> **GOAL OF THE EXERCISE**
Copy every line of the listing again, requests included, from the beginning through the line with "556 227 820 673", shifting each bounding box coordinate in the answers up by 11. Leave the pictures out.

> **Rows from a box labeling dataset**

■ ■ ■

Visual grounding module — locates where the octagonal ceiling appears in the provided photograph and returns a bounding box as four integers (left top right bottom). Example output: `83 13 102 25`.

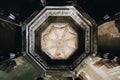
23 6 93 70
41 23 78 59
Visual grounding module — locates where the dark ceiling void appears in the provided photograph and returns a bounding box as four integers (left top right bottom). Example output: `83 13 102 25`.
0 0 120 23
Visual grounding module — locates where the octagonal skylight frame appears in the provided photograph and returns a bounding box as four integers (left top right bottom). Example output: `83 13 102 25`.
26 6 92 55
40 22 78 60
24 6 94 70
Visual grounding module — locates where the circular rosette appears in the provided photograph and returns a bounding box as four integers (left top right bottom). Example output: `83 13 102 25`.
41 23 78 59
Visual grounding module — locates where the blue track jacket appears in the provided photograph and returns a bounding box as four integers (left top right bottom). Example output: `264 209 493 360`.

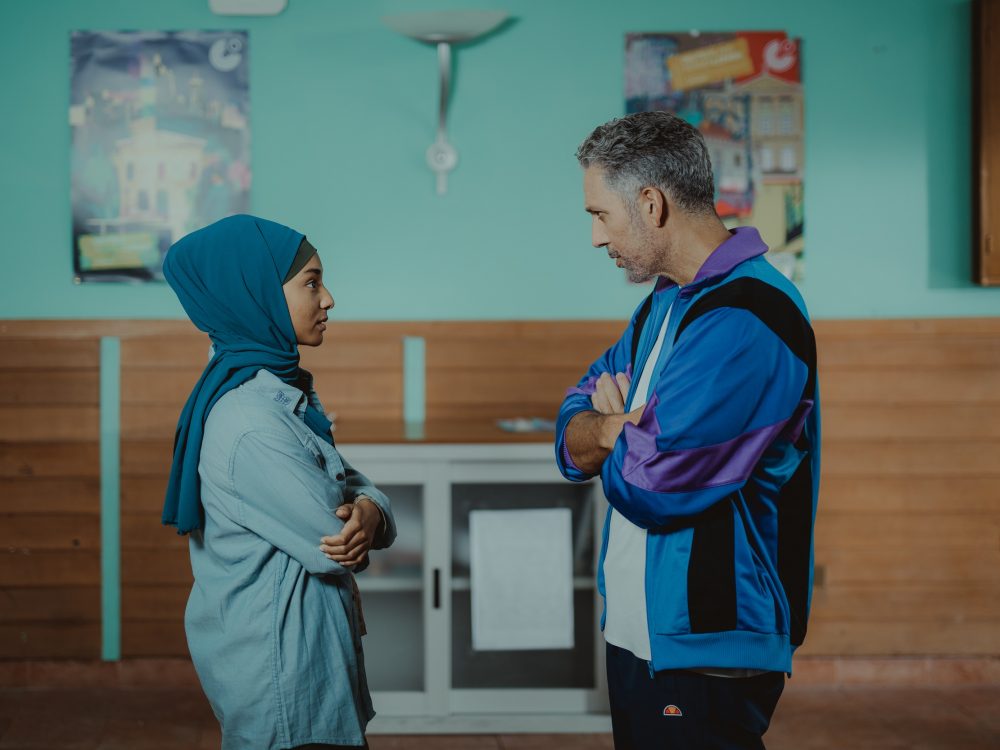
556 227 820 673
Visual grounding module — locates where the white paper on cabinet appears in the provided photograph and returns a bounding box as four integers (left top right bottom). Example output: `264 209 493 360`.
469 508 573 651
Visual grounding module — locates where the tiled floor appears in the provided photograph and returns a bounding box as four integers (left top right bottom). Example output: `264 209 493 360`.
0 683 1000 750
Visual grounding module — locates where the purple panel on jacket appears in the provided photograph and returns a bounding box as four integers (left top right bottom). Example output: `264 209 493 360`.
622 394 812 492
692 227 767 283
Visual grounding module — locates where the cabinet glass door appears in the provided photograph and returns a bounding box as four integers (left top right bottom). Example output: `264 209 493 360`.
451 482 596 690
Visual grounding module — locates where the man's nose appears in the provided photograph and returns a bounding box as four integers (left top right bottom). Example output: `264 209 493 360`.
590 219 608 247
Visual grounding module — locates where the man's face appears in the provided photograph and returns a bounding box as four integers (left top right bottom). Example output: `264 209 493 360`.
282 253 333 346
583 165 662 284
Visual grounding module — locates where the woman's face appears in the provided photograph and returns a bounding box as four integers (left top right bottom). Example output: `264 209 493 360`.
282 253 333 346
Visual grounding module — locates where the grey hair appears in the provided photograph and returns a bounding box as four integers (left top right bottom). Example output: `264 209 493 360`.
576 112 715 215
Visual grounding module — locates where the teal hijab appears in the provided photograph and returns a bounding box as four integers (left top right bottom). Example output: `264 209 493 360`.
163 215 333 534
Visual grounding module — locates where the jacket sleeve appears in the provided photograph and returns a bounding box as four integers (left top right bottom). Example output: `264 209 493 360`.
602 307 812 529
556 300 645 482
229 429 347 575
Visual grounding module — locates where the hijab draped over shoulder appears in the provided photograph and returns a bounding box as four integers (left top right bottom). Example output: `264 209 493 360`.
163 215 333 534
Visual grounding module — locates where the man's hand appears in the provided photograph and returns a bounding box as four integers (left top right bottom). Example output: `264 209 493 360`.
590 372 631 414
319 495 382 568
565 406 644 474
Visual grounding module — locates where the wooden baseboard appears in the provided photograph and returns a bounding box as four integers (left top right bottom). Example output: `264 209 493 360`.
0 656 1000 689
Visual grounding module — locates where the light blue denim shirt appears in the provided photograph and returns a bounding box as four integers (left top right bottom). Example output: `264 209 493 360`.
184 370 396 750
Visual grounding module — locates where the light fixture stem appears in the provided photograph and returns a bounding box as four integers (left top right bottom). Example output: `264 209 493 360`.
438 42 451 141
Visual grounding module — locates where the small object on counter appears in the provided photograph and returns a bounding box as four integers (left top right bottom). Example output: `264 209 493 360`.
497 417 556 432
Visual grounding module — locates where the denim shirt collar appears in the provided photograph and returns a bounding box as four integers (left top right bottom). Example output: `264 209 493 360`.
246 369 312 418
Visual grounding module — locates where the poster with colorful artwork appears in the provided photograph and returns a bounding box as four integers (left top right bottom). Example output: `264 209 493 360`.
69 31 251 282
625 31 805 281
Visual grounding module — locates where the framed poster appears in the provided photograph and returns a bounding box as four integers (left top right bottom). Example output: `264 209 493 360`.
69 31 251 282
625 31 805 281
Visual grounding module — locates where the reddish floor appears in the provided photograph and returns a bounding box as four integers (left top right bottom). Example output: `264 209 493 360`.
0 682 1000 750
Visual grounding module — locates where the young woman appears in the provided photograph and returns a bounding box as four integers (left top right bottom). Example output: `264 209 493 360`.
163 216 395 750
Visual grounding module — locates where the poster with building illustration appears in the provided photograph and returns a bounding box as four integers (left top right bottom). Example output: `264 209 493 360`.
69 31 251 281
625 31 805 281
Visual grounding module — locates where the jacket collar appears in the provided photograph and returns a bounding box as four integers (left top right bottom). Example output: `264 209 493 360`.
656 227 767 292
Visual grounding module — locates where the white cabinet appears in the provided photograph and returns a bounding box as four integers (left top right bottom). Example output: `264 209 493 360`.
338 443 610 732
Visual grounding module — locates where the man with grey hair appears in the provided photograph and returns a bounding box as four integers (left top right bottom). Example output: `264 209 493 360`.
556 112 820 750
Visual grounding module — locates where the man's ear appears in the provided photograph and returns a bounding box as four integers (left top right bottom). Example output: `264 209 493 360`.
639 185 670 229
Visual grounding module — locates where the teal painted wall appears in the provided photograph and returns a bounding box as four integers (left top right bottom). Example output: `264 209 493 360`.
0 0 1000 320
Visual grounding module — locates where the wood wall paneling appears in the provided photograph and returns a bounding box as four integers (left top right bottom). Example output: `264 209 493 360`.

■ ■ ■

> **FINISHED EXERCISE**
Visual grounding module — locates where the octagonal ceiling appears in the provided photograph and returns a bounding box as four integers (left top right bottom). Example output: `83 13 102 25`.

34 17 104 81
52 34 89 70
Visual grounding module — locates where the dark ceiling void appears in the provided photograph and returns a bounding box as four integers (left top right bottom). Example output: `83 13 102 25`.
11 11 131 34
Visual grounding module — locates where the octagonal skylight frame appears in the provided photograph and returns a bounding box as four integers (left top right bottom). Example output: `83 13 102 25`.
37 17 103 66
51 33 89 71
35 17 105 81
Visual grounding module — locates where the circular rosette appears in the provided photograph and returns a bounding box as four integers (left top right bottom). Example output: `83 13 102 25`.
52 34 89 70
Visual grounding module — locates where the blue track jacket appears in the provided photograph and returns a bounding box as four integers (left top right bottom). Example output: `264 209 493 360`.

567 238 831 684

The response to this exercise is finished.